TASK BRIEF: Please rewrite the entries below, switching "detect" to "locate" everywhere it occurs and leaving all other wording unchanged. Omit the pictures from your version.

(Image box annotation entries)
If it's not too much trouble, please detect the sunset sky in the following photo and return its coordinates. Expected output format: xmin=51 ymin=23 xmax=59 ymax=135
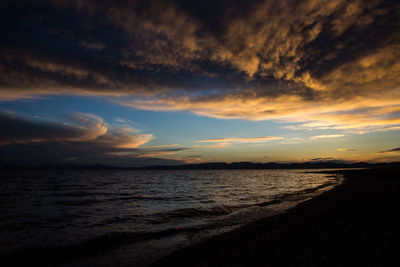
xmin=0 ymin=0 xmax=400 ymax=166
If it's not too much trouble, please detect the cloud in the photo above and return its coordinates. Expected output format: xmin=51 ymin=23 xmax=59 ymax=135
xmin=0 ymin=0 xmax=400 ymax=131
xmin=0 ymin=111 xmax=183 ymax=167
xmin=199 ymin=136 xmax=282 ymax=143
xmin=311 ymin=157 xmax=335 ymax=161
xmin=336 ymin=148 xmax=356 ymax=152
xmin=379 ymin=147 xmax=400 ymax=153
xmin=310 ymin=134 xmax=345 ymax=140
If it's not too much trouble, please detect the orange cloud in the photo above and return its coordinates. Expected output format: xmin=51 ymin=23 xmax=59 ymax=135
xmin=310 ymin=134 xmax=345 ymax=140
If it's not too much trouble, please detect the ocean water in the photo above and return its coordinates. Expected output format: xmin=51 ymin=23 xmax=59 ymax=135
xmin=0 ymin=170 xmax=340 ymax=263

THE RESPONSE:
If it's not too much trouble, please locate the sunset sky in the following photo and return its coordinates. Expected output format: xmin=51 ymin=23 xmax=59 ymax=135
xmin=0 ymin=0 xmax=400 ymax=166
If it's not too much trouble, please locate the cloud in the photo above and return its coordinates. Expected output format: xmin=51 ymin=23 xmax=59 ymax=135
xmin=0 ymin=0 xmax=400 ymax=131
xmin=0 ymin=111 xmax=183 ymax=167
xmin=199 ymin=136 xmax=282 ymax=143
xmin=311 ymin=157 xmax=335 ymax=161
xmin=336 ymin=148 xmax=356 ymax=152
xmin=379 ymin=147 xmax=400 ymax=153
xmin=310 ymin=134 xmax=345 ymax=140
If it's not too much trouble, please locate the orange cloud in the photo above and return its coordinates. Expected output format: xmin=51 ymin=23 xmax=59 ymax=135
xmin=310 ymin=134 xmax=345 ymax=140
If it's not too much trouble, please locate the ocean water in the photo above and return its coordinates. Expected output format: xmin=51 ymin=23 xmax=59 ymax=135
xmin=0 ymin=170 xmax=340 ymax=263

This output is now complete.